══ EXTRACT TO READ ══

Good Stories
According to the French writer and philosopher Albert Camus, the purpose of art is not to change the world or humanity, because it has neither sufficient virtue nor sufficient wisdom. Perhaps, however, its task is to serve the few values without which a changing world becomes inhospitable and a new type of human loses respect.
Films explore inner and outer worlds. They make imbalances, beauty, fractures, tensions, contradictions, contrasts and transformations palpable. They reveal the success or failure of experiences, ideas and actions.
Good stories draw their strength from the activities of distinctive characters, from powerful emotions, from reflected identities and from the provision of context and universal values – among other things.
If a film manages to engage an audience in the events it depicts, the story itself and the fortunes of its central protagonists, it has fulfilled its purpose – because it has expanded our horizons.
Sometimes the story told in moving images is a product of fantasy, and sometimes it is inspired by reality. Some stories suddenly occur to someone, while others have to be sought out or consciously developed using the power of imagination. Some come easy, others are hard work. Many are variations of other stories, while some are so eccentric that their genesis appears unlikely or even impossible. And, occasionally, there are stories that are not found but that find you.
As soon as the idea is born, at the very beginning of the process, pictures, words and emotions appear. Some are one's own, some are those of others. This is a realisation that the Irish author Colum MacCann has summarised as follows: "We get our voices from the voices of others. Read promiscuously. Imitate, copy, become your own voice."
A film that is born from such stories must, we believe, eventually become its own, different, new story.
But the individual voices may still be heard.

═══

■ **PROBLEMS AND TASKS**
1. Answer these questions from the piece on good stories.
(a) Which French writer and philosopher is cited on the purpose of art?
(b) Which Irish author is quoted?
(c) When a film engages its audience, what does the piece say it has expanded?
2. Write out the stretch of the piece on good stories from "Films explore inner" through "expanded our horizons.", replacing "palpable" with "tangible".
The records are separate material, unconnected to the piece on good stories.

══ SOURCE INFORMATION ══

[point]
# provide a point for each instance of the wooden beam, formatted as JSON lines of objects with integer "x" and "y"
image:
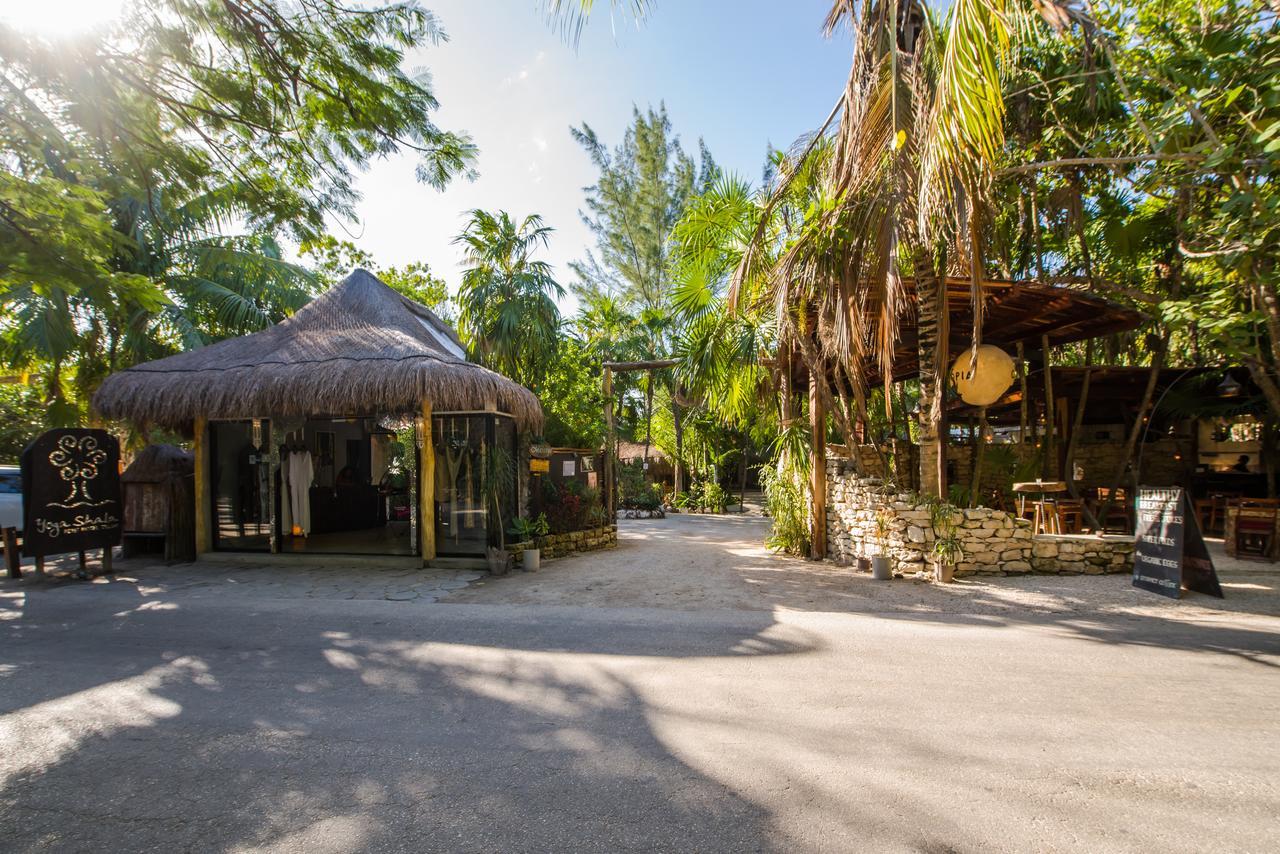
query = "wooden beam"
{"x": 426, "y": 488}
{"x": 654, "y": 364}
{"x": 204, "y": 524}
{"x": 818, "y": 471}
{"x": 609, "y": 444}
{"x": 1050, "y": 424}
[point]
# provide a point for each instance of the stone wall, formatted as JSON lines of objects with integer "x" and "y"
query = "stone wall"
{"x": 1161, "y": 462}
{"x": 561, "y": 544}
{"x": 993, "y": 542}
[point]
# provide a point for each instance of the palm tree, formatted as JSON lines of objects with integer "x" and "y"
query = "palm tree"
{"x": 903, "y": 190}
{"x": 507, "y": 300}
{"x": 179, "y": 281}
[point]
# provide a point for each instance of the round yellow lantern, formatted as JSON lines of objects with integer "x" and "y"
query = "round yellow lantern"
{"x": 983, "y": 382}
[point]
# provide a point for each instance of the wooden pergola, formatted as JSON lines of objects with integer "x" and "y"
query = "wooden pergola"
{"x": 1016, "y": 315}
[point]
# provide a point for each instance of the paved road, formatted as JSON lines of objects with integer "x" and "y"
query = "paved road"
{"x": 135, "y": 720}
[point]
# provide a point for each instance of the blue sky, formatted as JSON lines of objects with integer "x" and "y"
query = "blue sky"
{"x": 739, "y": 74}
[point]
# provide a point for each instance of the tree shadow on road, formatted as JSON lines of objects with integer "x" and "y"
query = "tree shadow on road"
{"x": 352, "y": 729}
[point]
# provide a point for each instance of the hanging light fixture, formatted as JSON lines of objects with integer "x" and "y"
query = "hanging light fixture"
{"x": 1229, "y": 387}
{"x": 982, "y": 382}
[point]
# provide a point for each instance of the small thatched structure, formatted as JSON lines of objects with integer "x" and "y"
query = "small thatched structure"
{"x": 160, "y": 502}
{"x": 359, "y": 348}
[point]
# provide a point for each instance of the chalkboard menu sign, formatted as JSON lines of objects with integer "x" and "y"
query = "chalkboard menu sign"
{"x": 1170, "y": 553}
{"x": 71, "y": 492}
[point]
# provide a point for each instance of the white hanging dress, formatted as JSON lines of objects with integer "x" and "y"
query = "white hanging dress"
{"x": 301, "y": 473}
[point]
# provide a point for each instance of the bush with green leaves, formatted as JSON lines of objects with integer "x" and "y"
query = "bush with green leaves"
{"x": 22, "y": 418}
{"x": 635, "y": 492}
{"x": 529, "y": 529}
{"x": 568, "y": 506}
{"x": 786, "y": 501}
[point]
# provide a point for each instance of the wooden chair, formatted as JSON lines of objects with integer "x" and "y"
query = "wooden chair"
{"x": 1118, "y": 520}
{"x": 1256, "y": 528}
{"x": 1070, "y": 515}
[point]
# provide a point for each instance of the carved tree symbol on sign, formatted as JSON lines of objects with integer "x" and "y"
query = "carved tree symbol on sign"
{"x": 77, "y": 461}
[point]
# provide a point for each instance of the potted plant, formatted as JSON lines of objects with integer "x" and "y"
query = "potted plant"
{"x": 881, "y": 567}
{"x": 947, "y": 548}
{"x": 530, "y": 530}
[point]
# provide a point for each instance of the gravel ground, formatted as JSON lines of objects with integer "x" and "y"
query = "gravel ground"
{"x": 694, "y": 562}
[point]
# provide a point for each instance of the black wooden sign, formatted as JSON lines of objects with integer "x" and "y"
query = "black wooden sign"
{"x": 1170, "y": 553}
{"x": 71, "y": 492}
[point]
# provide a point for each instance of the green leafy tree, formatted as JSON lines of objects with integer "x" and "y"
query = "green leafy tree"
{"x": 643, "y": 188}
{"x": 132, "y": 153}
{"x": 507, "y": 311}
{"x": 332, "y": 260}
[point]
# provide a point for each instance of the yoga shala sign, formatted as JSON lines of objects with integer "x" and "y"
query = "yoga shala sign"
{"x": 71, "y": 492}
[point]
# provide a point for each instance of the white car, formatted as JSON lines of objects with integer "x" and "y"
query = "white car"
{"x": 10, "y": 497}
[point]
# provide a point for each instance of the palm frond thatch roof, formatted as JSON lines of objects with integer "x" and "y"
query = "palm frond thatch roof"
{"x": 360, "y": 348}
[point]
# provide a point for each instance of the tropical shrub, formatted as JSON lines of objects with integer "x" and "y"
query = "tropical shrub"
{"x": 526, "y": 530}
{"x": 570, "y": 506}
{"x": 634, "y": 491}
{"x": 22, "y": 419}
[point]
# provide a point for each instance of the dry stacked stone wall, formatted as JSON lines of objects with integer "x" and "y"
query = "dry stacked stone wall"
{"x": 995, "y": 542}
{"x": 561, "y": 544}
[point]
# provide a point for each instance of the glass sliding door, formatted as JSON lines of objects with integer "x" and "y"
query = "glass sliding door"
{"x": 240, "y": 479}
{"x": 475, "y": 480}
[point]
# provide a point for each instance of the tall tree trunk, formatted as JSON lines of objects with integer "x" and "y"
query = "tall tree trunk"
{"x": 1073, "y": 441}
{"x": 679, "y": 470}
{"x": 1050, "y": 466}
{"x": 932, "y": 336}
{"x": 978, "y": 451}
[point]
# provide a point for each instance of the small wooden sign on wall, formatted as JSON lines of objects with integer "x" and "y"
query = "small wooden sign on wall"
{"x": 1170, "y": 553}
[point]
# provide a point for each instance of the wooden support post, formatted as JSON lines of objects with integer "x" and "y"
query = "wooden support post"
{"x": 818, "y": 470}
{"x": 12, "y": 556}
{"x": 426, "y": 488}
{"x": 1050, "y": 423}
{"x": 204, "y": 526}
{"x": 611, "y": 505}
{"x": 1022, "y": 405}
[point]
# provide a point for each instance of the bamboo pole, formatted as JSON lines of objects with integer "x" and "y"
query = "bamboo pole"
{"x": 1022, "y": 406}
{"x": 818, "y": 470}
{"x": 426, "y": 488}
{"x": 202, "y": 498}
{"x": 1050, "y": 424}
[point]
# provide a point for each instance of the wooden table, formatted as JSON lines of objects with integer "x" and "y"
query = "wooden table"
{"x": 1045, "y": 521}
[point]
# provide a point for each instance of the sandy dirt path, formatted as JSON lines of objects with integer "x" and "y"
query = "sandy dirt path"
{"x": 693, "y": 562}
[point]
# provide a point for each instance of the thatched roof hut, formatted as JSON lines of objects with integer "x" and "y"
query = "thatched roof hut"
{"x": 359, "y": 348}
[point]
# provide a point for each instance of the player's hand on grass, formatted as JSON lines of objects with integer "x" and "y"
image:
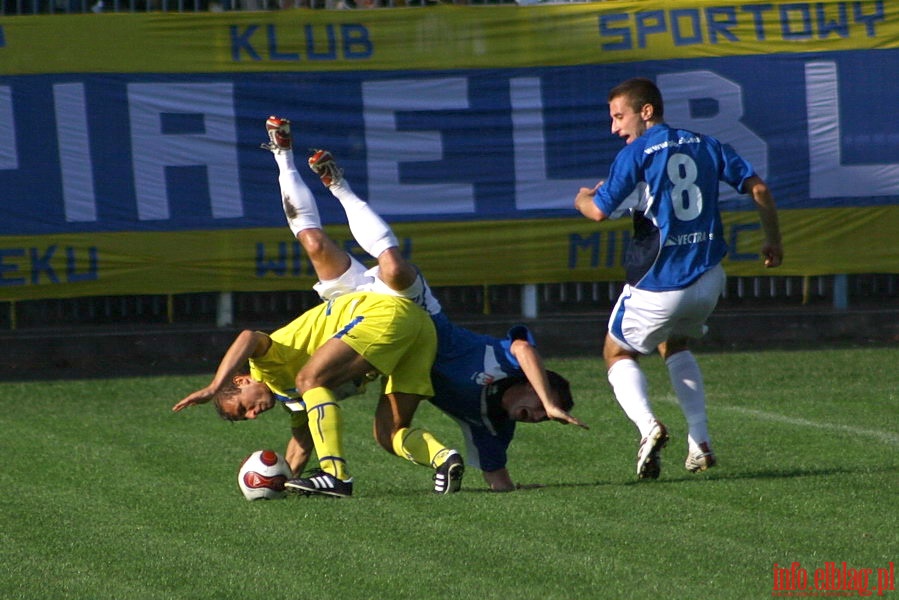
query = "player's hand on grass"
{"x": 557, "y": 414}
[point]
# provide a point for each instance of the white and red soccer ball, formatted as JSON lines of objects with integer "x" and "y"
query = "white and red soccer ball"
{"x": 262, "y": 475}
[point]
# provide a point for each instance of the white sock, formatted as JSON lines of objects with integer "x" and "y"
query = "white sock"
{"x": 631, "y": 391}
{"x": 296, "y": 197}
{"x": 686, "y": 378}
{"x": 371, "y": 232}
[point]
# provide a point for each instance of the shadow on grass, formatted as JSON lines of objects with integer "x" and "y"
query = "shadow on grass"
{"x": 704, "y": 478}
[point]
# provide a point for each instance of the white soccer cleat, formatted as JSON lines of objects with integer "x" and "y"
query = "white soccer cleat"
{"x": 700, "y": 459}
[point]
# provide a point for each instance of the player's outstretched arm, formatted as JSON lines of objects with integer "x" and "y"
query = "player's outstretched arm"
{"x": 772, "y": 249}
{"x": 501, "y": 481}
{"x": 299, "y": 449}
{"x": 245, "y": 345}
{"x": 532, "y": 366}
{"x": 584, "y": 203}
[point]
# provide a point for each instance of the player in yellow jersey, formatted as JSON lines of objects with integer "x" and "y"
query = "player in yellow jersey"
{"x": 467, "y": 364}
{"x": 303, "y": 364}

═══

■ **SOLUTIONS BELOW**
1.
(a) Albert Camus
(b) Colum MacCann
(c) Our horizons

2.
Films explore inner and outer worlds. They make imbalances, beauty, fractures, tensions, contradictions, contrasts and transformations tangible. They reveal the success or failure of experiences, ideas and actions.
Good stories draw their strength from the activities of distinctive characters, from powerful emotions, from reflected identities and from the provision of context and universal values – among other things.
If a film manages to engage an audience in the events it depicts, the story itself and the fortunes of its central protagonists, it has fulfilled its purpose – because it has expanded our horizons.